Information supplied:

• • • • • • •

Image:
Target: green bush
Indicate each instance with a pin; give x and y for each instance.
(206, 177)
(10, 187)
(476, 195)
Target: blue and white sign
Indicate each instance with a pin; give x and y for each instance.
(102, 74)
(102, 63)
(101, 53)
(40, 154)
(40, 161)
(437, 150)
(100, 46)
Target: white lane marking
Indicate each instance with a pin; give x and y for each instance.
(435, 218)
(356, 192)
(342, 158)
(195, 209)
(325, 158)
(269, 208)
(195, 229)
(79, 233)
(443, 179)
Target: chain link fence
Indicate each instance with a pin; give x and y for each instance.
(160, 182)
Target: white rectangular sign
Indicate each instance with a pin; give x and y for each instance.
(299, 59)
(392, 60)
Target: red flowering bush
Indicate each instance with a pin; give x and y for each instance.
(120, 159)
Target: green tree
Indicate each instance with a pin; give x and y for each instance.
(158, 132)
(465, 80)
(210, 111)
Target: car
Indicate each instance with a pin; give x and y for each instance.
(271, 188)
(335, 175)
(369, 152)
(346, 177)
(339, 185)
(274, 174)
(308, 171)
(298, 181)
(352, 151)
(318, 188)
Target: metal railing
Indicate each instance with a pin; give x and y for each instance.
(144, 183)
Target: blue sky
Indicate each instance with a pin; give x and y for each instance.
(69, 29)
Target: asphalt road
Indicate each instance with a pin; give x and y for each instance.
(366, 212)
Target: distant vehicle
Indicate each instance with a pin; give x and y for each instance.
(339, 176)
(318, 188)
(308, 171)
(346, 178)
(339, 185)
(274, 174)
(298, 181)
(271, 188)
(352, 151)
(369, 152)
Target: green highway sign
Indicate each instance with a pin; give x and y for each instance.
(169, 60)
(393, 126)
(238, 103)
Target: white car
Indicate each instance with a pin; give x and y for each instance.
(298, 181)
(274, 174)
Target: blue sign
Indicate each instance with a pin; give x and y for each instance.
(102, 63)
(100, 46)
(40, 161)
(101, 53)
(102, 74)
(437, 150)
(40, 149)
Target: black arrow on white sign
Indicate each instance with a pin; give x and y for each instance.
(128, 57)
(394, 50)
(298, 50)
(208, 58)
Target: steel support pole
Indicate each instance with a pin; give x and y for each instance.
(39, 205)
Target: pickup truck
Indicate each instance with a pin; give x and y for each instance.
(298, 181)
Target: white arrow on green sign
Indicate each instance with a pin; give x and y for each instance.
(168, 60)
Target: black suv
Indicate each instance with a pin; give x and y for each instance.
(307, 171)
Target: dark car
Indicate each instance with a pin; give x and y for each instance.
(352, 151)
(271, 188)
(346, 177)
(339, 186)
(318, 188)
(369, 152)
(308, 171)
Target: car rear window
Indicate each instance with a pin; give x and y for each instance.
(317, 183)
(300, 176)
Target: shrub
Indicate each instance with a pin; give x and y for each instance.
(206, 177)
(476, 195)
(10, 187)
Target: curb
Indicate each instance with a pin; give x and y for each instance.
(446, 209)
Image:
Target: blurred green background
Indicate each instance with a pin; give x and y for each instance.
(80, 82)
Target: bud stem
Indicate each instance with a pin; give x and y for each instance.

• • • • • • •

Your task: Put the lines of the material above into a numbered list, leaving out any blank lines. Begin at the line that has "Target: black arrow on white sign" and stop after the last line of the material.

Complete response:
1. Target: black arrow on white sign
2. Indicate each instance with a pin; give x and y for each instance.
3. (128, 57)
4. (394, 50)
5. (298, 50)
6. (208, 58)
7. Target: steel support pole
8. Indicate each instance with a pin; give x and y for each instance.
9. (39, 205)
10. Target: pickup truck
11. Indicate each instance with a pin; give x and y for each instance.
12. (298, 181)
13. Target: white arrow on green sign
14. Indicate each instance with a pin; give x and y for each instance.
15. (168, 60)
16. Target: black suv
17. Indicate each instance with a pin; give x and y for each instance.
18. (307, 171)
19. Target: dark car
20. Indicate each instance with a pin; give x and y for each instance.
21. (352, 151)
22. (271, 188)
23. (346, 177)
24. (339, 186)
25. (318, 188)
26. (369, 152)
27. (308, 171)
28. Target: car rear window
29. Indicate each instance with a pin; give x and y for each instance.
30. (317, 183)
31. (300, 176)
32. Target: shrub
33. Indicate each instance with a pin; give x and y for each instance.
34. (206, 177)
35. (476, 195)
36. (10, 187)
37. Target: curb
38. Indicate each instance with a pin; give x and y for each instance.
39. (446, 209)
40. Image:
41. Target: blurred green background
42. Indicate each instance with a pin; give x and y for each instance.
43. (80, 82)
44. Target: bud stem
45. Indicate each instance with a pin; give x and y for each instance.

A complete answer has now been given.